begin Document text
On Wed, Jun 24, 2020 at 1:06 PM Toerless Eckert <[email protected]> wrote:
> Thanks, Eliott, inline
>
> Btw: Just seeing that the folks holding the DISCUSS are not
> explicitly included in this thread... not sure if they
> follow the anima WG mailing list overall... Cc them ?
>
I should clarify that I am not holding a DISCUSS as I am no longer on the
IESG. That's what the parentheses around my position in datatracker mean,
which is to say that I dropped off the IESG while my DISCUSS was pending.
To the best of my knowledge it doesn't have any special status and is just
kept around as a historical reference.
I certainly have opinions here, but I'm weighing in as a community member,
as are Stephen, Russ, and Sean.
-Ekr
> On Wed, Jun 24, 2020 at 12:40:48PM +0200, Eliot Lear wrote:
> > > I don't think this is true
> >
> > If the ACP subsystem allocates a name and the user management system
> allocates a name, then you have the potential of a conflict. Again, the
> odds of an actual conflict are very low.
>
> Whether or not there is ACP, we are talking about about an app
> that has access to certificates on routers that could have rfc822name
> and the app would send emails to those rfc822name addresses
> and something good would happen.
>
> I am quite sure that such an app does not exist, but it could
> be nice, so lets call it the unicorn app. The ACP rfc822name
> structure certainly allows for unicorns.
end Document text
_Exercise task 1_
In the email thread, why does the person signing as Ekr say they are not holding a DISCUSS?
_Exercise task 2_
Continue the email thread about ACP names from its last line.
begin Excerpted records
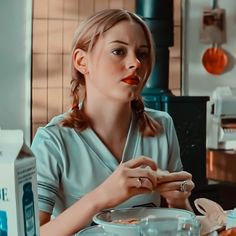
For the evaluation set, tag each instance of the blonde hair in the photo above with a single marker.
(85, 38)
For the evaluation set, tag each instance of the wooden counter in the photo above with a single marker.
(221, 165)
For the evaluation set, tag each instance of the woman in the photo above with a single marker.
(105, 151)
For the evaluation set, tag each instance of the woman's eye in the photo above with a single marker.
(142, 55)
(118, 52)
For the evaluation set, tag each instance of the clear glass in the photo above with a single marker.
(169, 226)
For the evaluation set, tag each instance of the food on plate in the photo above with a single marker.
(126, 221)
(228, 232)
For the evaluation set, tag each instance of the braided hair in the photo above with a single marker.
(85, 38)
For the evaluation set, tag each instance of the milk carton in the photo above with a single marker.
(18, 190)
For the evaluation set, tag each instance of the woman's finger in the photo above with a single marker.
(139, 183)
(181, 186)
(174, 176)
(141, 161)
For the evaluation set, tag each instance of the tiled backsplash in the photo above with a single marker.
(54, 22)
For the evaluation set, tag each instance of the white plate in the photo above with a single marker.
(106, 218)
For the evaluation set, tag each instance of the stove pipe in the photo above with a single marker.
(158, 15)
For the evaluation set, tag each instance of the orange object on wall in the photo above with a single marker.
(215, 60)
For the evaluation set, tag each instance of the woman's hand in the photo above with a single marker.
(129, 179)
(175, 187)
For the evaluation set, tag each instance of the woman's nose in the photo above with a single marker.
(133, 62)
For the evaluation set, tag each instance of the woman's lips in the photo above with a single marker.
(132, 80)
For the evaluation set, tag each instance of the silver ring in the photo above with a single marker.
(183, 186)
(140, 181)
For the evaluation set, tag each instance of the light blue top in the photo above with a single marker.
(71, 164)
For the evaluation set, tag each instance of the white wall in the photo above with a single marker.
(196, 81)
(15, 65)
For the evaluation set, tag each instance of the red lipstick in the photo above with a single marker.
(131, 79)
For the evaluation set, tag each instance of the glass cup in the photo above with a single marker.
(169, 226)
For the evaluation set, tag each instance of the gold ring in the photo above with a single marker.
(140, 181)
(183, 186)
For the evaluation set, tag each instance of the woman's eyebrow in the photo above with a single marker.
(123, 42)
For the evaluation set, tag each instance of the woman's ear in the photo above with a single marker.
(80, 61)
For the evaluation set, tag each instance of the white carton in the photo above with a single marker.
(18, 186)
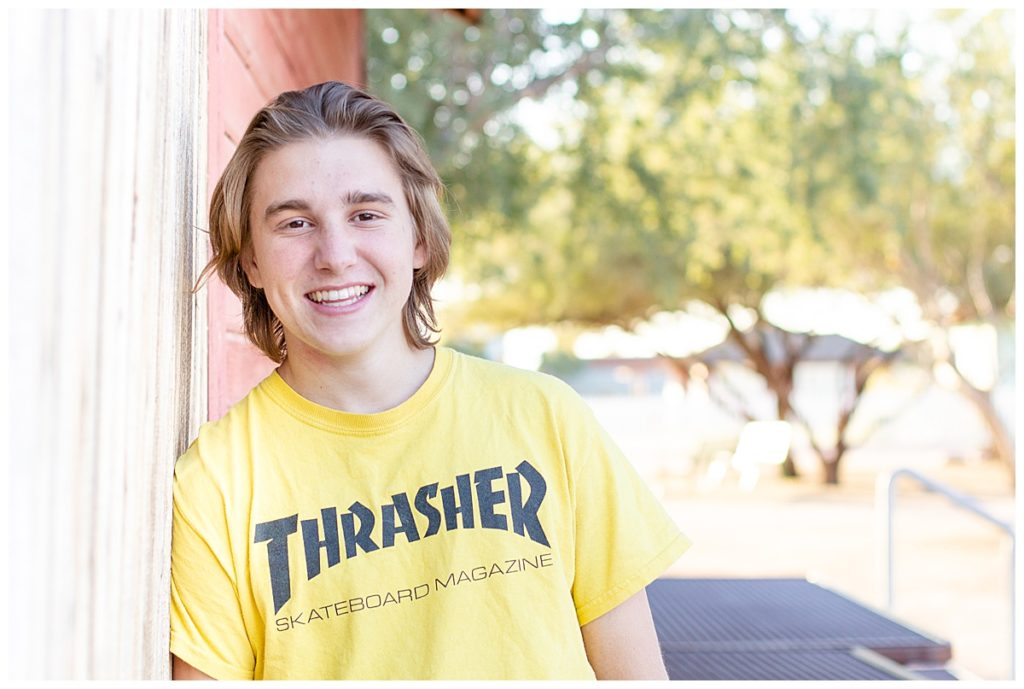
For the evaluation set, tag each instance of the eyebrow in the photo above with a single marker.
(350, 198)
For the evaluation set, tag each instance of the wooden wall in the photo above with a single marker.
(255, 55)
(108, 186)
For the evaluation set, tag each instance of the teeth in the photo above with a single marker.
(349, 293)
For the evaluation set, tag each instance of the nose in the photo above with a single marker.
(336, 248)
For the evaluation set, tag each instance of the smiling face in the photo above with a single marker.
(333, 247)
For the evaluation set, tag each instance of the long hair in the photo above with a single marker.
(323, 111)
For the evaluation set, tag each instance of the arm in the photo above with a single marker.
(622, 643)
(182, 671)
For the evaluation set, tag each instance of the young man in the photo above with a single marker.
(379, 507)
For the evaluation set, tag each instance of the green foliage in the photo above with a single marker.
(709, 155)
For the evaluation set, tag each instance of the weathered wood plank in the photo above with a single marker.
(111, 155)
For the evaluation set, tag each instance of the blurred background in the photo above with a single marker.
(774, 250)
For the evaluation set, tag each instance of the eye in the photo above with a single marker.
(297, 223)
(366, 216)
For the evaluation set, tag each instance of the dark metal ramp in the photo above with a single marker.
(781, 629)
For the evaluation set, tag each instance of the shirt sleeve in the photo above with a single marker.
(624, 537)
(207, 626)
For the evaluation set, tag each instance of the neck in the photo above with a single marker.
(372, 383)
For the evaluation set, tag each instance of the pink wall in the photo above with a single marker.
(253, 57)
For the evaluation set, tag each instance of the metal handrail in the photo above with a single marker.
(886, 496)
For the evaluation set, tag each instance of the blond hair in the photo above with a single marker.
(323, 111)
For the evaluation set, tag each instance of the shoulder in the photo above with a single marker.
(495, 384)
(518, 381)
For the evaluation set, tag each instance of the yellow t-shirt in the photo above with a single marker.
(467, 532)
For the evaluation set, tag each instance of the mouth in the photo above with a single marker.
(343, 297)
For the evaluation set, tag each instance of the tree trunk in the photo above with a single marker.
(1003, 444)
(788, 467)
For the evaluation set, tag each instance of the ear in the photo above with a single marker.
(419, 255)
(248, 261)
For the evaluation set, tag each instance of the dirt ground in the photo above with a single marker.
(952, 569)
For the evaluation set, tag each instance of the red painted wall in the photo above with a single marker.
(254, 55)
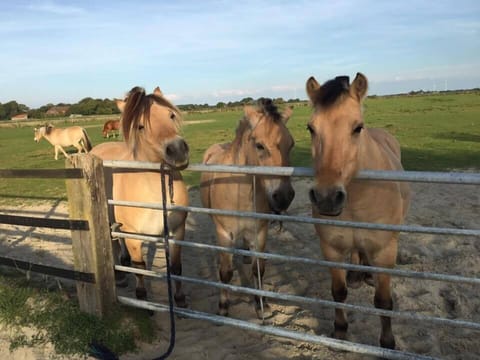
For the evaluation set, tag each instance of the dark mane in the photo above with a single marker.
(331, 91)
(265, 106)
(137, 103)
(269, 109)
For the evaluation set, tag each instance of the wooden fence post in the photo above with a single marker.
(92, 249)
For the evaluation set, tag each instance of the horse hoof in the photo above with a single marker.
(180, 301)
(354, 279)
(141, 293)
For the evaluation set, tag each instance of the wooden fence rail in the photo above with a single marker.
(91, 240)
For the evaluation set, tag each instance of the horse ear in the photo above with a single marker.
(359, 86)
(312, 88)
(251, 114)
(120, 104)
(286, 114)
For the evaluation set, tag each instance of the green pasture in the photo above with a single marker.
(437, 132)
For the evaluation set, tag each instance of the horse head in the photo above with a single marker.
(269, 144)
(337, 130)
(151, 126)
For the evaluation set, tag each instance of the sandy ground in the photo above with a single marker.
(432, 205)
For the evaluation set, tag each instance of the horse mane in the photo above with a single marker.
(48, 129)
(137, 103)
(332, 91)
(264, 106)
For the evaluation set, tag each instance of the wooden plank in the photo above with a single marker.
(48, 270)
(42, 173)
(92, 249)
(43, 222)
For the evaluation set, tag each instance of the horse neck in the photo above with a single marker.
(145, 153)
(371, 155)
(241, 152)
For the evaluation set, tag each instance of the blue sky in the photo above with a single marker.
(209, 51)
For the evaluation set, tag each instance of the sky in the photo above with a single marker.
(208, 51)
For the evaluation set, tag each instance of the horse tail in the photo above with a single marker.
(105, 129)
(86, 140)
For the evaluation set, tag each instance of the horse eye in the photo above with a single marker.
(358, 129)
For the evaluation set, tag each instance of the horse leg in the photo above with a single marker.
(225, 269)
(383, 296)
(63, 151)
(355, 278)
(79, 147)
(176, 265)
(262, 308)
(135, 250)
(339, 290)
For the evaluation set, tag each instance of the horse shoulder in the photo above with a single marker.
(389, 146)
(213, 154)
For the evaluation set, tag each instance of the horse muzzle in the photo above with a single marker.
(329, 201)
(281, 198)
(177, 154)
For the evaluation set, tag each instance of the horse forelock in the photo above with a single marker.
(269, 109)
(332, 92)
(138, 105)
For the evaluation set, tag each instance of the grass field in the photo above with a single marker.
(437, 132)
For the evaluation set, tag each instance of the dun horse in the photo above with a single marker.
(150, 126)
(111, 126)
(262, 139)
(341, 146)
(70, 136)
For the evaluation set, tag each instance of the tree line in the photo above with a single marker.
(90, 106)
(86, 106)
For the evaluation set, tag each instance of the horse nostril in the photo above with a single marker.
(339, 197)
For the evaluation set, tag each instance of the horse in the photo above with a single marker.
(262, 139)
(111, 126)
(341, 146)
(70, 136)
(150, 127)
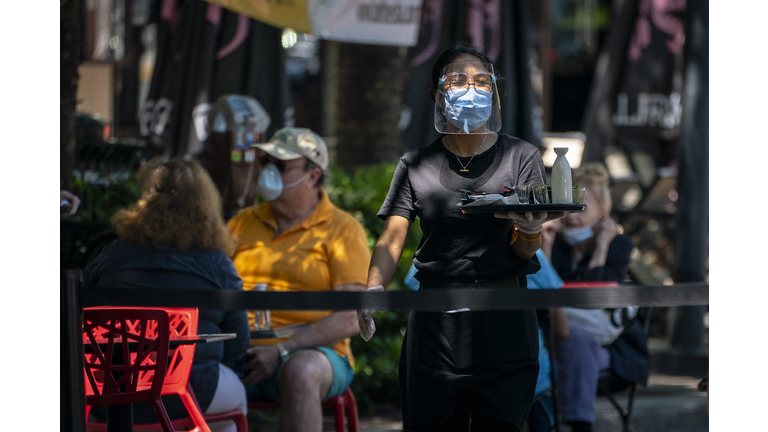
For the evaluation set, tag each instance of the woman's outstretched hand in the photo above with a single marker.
(365, 318)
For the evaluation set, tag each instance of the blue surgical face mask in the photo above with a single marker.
(271, 182)
(578, 235)
(468, 111)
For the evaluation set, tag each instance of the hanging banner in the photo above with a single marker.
(377, 22)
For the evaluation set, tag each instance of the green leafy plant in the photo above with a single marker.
(361, 191)
(101, 195)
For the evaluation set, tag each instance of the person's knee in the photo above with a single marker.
(303, 374)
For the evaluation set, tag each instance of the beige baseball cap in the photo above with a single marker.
(293, 143)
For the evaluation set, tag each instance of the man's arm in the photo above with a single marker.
(330, 330)
(326, 332)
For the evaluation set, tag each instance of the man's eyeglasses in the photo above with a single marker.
(459, 83)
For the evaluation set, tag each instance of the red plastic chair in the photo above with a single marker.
(183, 322)
(114, 375)
(342, 404)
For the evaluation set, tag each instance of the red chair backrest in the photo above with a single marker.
(114, 374)
(182, 322)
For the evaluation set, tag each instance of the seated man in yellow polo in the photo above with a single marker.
(299, 241)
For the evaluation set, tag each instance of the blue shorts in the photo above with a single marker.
(342, 378)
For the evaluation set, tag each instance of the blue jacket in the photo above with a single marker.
(125, 265)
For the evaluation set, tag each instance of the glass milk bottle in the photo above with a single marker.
(262, 318)
(561, 178)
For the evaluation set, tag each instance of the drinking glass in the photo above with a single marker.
(578, 194)
(540, 194)
(523, 194)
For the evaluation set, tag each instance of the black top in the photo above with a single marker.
(125, 265)
(455, 246)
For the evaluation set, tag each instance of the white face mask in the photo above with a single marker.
(271, 183)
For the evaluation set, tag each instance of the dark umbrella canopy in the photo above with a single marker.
(635, 104)
(205, 52)
(500, 29)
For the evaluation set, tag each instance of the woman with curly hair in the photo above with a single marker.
(174, 237)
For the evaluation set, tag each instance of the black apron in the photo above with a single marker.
(484, 362)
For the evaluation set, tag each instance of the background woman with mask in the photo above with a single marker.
(462, 366)
(587, 246)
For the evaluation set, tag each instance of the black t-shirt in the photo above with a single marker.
(458, 247)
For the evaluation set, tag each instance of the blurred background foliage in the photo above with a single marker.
(101, 195)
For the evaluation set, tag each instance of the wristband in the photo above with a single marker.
(515, 235)
(283, 352)
(533, 239)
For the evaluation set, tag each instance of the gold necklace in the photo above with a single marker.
(465, 168)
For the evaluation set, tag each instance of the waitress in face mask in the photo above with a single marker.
(459, 367)
(587, 246)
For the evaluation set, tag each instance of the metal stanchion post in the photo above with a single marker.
(72, 390)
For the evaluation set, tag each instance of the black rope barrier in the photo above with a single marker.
(687, 294)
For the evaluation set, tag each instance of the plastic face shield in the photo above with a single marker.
(467, 99)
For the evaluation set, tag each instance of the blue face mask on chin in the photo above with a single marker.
(578, 235)
(468, 111)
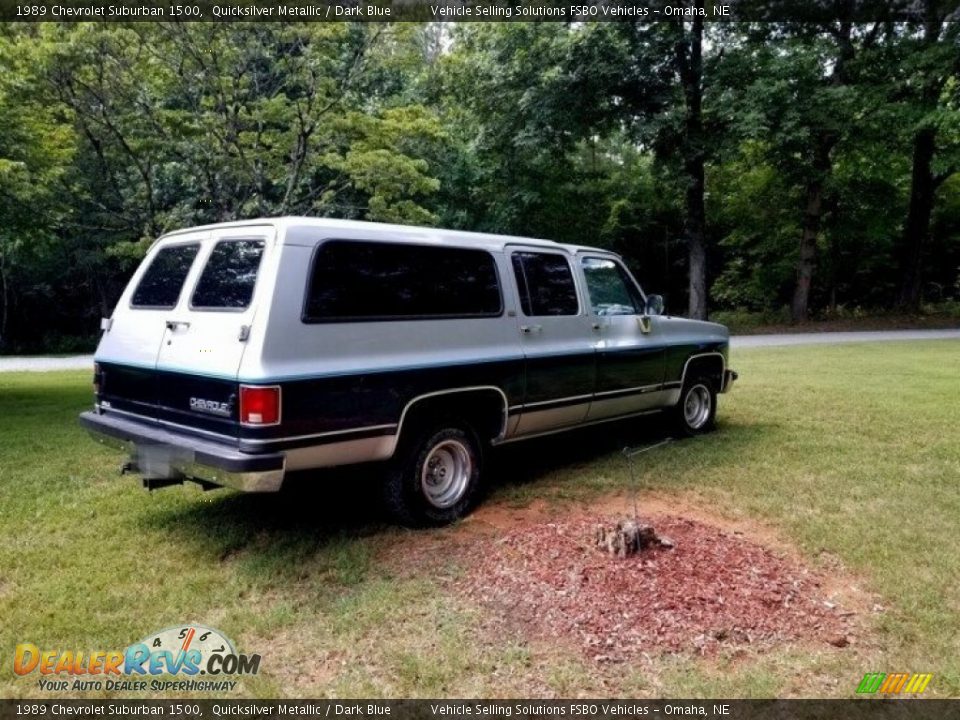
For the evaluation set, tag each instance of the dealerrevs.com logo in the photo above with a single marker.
(196, 657)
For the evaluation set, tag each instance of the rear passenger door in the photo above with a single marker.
(556, 338)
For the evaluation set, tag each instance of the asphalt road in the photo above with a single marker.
(85, 362)
(833, 338)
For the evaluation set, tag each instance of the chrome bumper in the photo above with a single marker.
(729, 377)
(163, 458)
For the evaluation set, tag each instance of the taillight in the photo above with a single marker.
(260, 405)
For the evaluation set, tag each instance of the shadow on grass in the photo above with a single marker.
(328, 511)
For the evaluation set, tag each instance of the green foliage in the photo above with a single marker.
(114, 134)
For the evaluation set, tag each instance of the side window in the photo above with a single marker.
(230, 275)
(161, 284)
(545, 283)
(358, 280)
(610, 288)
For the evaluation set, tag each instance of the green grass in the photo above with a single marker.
end Excerpted records
_Response 1_
They are no longer on the IESG.

_Response 2_
>
> If you want to deploy ACP and you don't care about unicorns,
> you ignore the issue. The conflict you are talking about would
> only hurt the unicorn but not the ACP.
>
> When you do care for unicorns you have several options:
>
> a) You can make sure that the local part name space is well managed
> so local part names for ACP can not be incorrectly assigned
> to other purposes. Likely works by default because common
> solutions that let users assign local names or aliases have
> length limits < ~ 30 characters and ACP local part is 40 + X
> (X being extensions). Upper limit in rfc822name is btw 64
> for local name part.
>
> b) You use a different name or subdomain (see) to separate
> name spaces between users and the names you use inside
> network operations / ACP. Most common solution IMHO.
>
> c) You train the unicorn to forward the names based on where
> they are found to another domain. typical setup in email
> ssytem when there are logical names but distributed MTA.
>
> > You can make an operational recommendation of course. However, some
> enterprises simply do not do subdomains (I email from one such enterprise
> now).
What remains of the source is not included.